This three-day solo motorcycle adventure thru the Lower Columbia River Basin began on October 4th.
I would first travel along the east and south base of Mt. Rainier, then head southwest to ride along the northern shore of the Columbia River before crossing into Oregon.
From Heppner, OR back to the coast, I would visit small towns along the ‘Blue Highway’ and ‘Lost in Time’ Scenic Byways of that region. I end up at the base of Mount Hood, before heading further to the Oregon Coast.
Day’s distance: 349 miles
The temperature ranged from the low 50’s in the mountains to high 70’s along the Columbia River. It was partly cloudy but not even a hint of rain.
Leaving the house just after 9am, I traveled east on I-90 to Hwy 18 west. I then traveled south on Hwy 169 into Enumclaw for a latte and some fuel for the bike.
Continuing east on Hwy 410, I left Enumclaw and headed along the eastern edge of Mt. Rainier.

» **Provided records**:

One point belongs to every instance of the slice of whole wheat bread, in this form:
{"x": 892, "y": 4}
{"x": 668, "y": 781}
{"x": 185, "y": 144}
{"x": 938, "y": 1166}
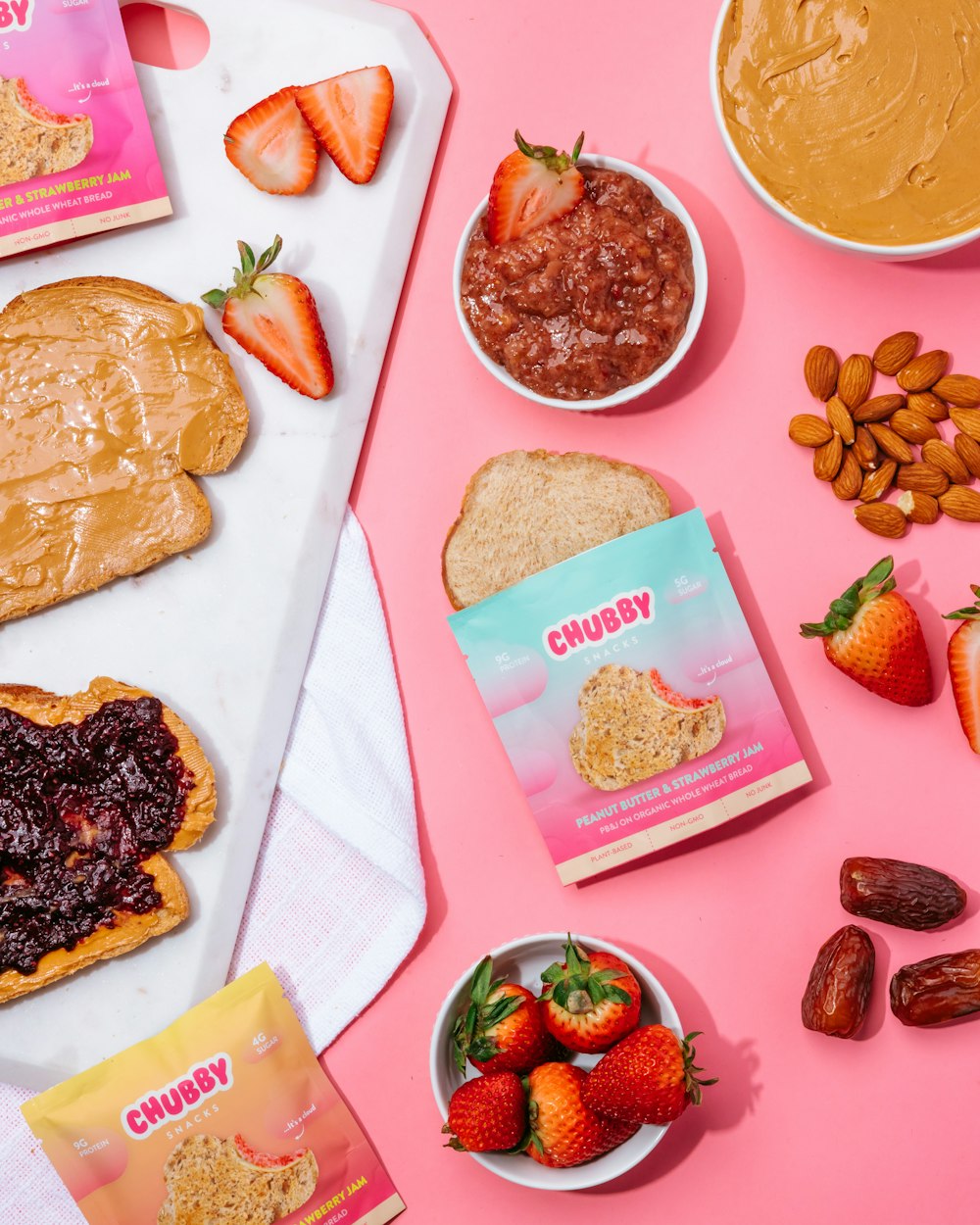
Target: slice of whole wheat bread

» **Your tasks**:
• A. Reproduce the passage of the motorcycle trip account from "This three-day solo" up to and including "for the bike.".
• B. Answer these questions using the motorcycle trip account:
(i) On what date did the adventure begin?
(ii) What was the day's distance?
(iii) In which town did the rider stop for a latte and fuel?
• C. Resume the motorcycle trip account after its last sentence and continue the narrative.

» **Responses**:
• A.
This three-day solo motorcycle adventure thru the Lower Columbia River Basin began on October 4th.
I would first travel along the east and south base of Mt. Rainier, then head southwest to ride along the northern shore of the Columbia River before crossing into Oregon.
From Heppner, OR back to the coast, I would visit small towns along the ‘Blue Highway’ and ‘Lost in Time’ Scenic Byways of that region. I end up at the base of Mount Hood, before heading further to the Oregon Coast.
Day’s distance: 349 miles
The temperature ranged from the low 50’s in the mountains to high 70’s along the Columbia River. It was partly cloudy but not even a hint of rain.
Leaving the house just after 9am, I traveled east on I-90 to Hwy 18 west. I then traveled south on Hwy 169 into Enumclaw for a latte and some fuel for the bike.

• B.
(i) October 4th
(ii) 349 miles
(iii) Enumclaw

• C.
I planned on riding along Hwy 123 but passed the turnoff, temporarily, to travel a few miles further to Chinook Pass.
From a previous day-trip, I knew there would be an opportunity to get another photo of Mt. Rainier near Tipsoo Lake.
I turned around and returned to the turnoff for Hwy 123. This is a fun, twisty road that continues to hug the base of Mt. Rainier.
Some shady parts of the road were still damp from overnight fog and while the road is in good shape generally, the few tar snakes that are present were pretty slick this morning.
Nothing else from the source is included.